§ What is required: Please write each entry out again exactly as shown.

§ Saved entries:
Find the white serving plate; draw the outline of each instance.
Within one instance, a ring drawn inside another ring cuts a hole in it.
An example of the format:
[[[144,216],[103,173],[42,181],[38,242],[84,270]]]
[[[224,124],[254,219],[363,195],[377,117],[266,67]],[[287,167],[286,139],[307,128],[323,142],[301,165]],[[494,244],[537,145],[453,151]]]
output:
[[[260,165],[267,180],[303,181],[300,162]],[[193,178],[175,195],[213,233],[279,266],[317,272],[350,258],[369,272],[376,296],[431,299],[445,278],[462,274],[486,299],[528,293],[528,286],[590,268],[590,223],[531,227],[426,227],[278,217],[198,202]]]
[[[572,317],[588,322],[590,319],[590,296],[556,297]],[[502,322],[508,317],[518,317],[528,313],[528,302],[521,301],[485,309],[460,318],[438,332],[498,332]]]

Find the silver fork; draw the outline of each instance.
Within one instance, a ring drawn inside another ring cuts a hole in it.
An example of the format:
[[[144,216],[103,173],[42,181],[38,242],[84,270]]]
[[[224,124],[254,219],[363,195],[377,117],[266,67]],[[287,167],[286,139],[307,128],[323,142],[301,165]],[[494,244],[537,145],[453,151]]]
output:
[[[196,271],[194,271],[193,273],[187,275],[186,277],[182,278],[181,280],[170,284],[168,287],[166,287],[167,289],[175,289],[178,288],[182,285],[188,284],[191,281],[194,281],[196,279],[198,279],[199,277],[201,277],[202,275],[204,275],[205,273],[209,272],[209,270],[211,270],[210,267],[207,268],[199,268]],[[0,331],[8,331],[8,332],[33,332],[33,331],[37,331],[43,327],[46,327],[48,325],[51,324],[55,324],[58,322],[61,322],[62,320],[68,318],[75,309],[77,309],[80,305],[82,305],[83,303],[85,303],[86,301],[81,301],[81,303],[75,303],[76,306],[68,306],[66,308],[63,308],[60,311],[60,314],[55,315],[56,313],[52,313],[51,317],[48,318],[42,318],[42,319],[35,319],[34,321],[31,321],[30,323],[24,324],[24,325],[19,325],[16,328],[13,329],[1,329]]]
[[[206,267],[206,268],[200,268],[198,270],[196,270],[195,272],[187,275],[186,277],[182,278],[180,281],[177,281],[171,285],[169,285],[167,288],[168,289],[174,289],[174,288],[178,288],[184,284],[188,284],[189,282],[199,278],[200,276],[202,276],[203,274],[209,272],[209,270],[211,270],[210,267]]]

§ Answer to this exercise:
Find the white serving plate; draw the outline of each instance.
Within one instance, a ring drawn inside another ring cuts a hole in it.
An example of the format:
[[[144,216],[103,173],[42,181],[38,242],[84,270]]]
[[[224,124],[254,219],[363,195],[377,117],[266,67]],[[287,167],[286,139],[307,128],[323,142],[301,165]],[[494,244],[537,145],[453,151]]]
output:
[[[260,165],[267,180],[303,181],[300,162]],[[193,178],[175,195],[213,233],[279,266],[317,272],[350,258],[369,272],[376,296],[431,299],[445,278],[462,274],[486,299],[528,293],[528,286],[590,268],[590,223],[531,227],[426,227],[278,217],[198,202]]]
[[[572,317],[588,322],[590,319],[590,296],[556,297]],[[502,322],[508,317],[518,317],[528,313],[528,302],[521,301],[485,309],[460,318],[438,332],[498,332]]]

Find the silver fork; draw the outline of each instance.
Within one instance, a ring drawn inside another ring cuts a hole in it.
An example of the format:
[[[144,216],[103,173],[42,181],[38,242],[84,270]]]
[[[224,124],[254,219],[363,195],[377,117],[266,67]],[[287,167],[286,139],[307,128],[323,142],[301,165]],[[494,244],[537,145],[453,151]]]
output:
[[[196,271],[194,271],[193,273],[187,275],[186,277],[182,278],[181,280],[170,284],[168,287],[166,287],[167,289],[175,289],[178,288],[182,285],[188,284],[191,281],[194,281],[196,279],[198,279],[199,277],[201,277],[202,275],[204,275],[205,273],[209,272],[209,270],[211,270],[210,267],[207,268],[199,268]],[[0,331],[8,331],[8,332],[33,332],[33,331],[37,331],[43,327],[46,327],[48,325],[51,324],[55,324],[58,322],[61,322],[62,320],[68,318],[75,309],[77,309],[80,305],[82,305],[83,303],[85,303],[86,301],[81,301],[81,303],[75,303],[76,306],[68,306],[66,308],[63,308],[60,311],[60,314],[55,315],[56,313],[52,313],[51,317],[48,318],[42,318],[42,319],[35,319],[34,321],[31,321],[30,323],[24,324],[24,325],[19,325],[16,328],[13,329],[1,329]]]
[[[206,267],[206,268],[200,268],[198,270],[196,270],[195,272],[187,275],[186,277],[182,278],[180,281],[177,281],[171,285],[169,285],[167,288],[168,289],[174,289],[174,288],[178,288],[184,284],[188,284],[189,282],[199,278],[200,276],[202,276],[203,274],[209,272],[209,270],[211,270],[210,267]]]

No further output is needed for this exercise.